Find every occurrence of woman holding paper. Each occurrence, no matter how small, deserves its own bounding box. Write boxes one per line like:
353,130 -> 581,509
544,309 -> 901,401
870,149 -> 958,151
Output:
------------
• Assigned task: Hand back the whole listing, exactly as it is.

• Result:
Find every occurrence of woman holding paper. Each occurrence, no matter how small, deserves its own bounding box. Write boxes one per line like:
353,130 -> 581,509
544,309 -> 901,401
870,149 -> 958,151
Output:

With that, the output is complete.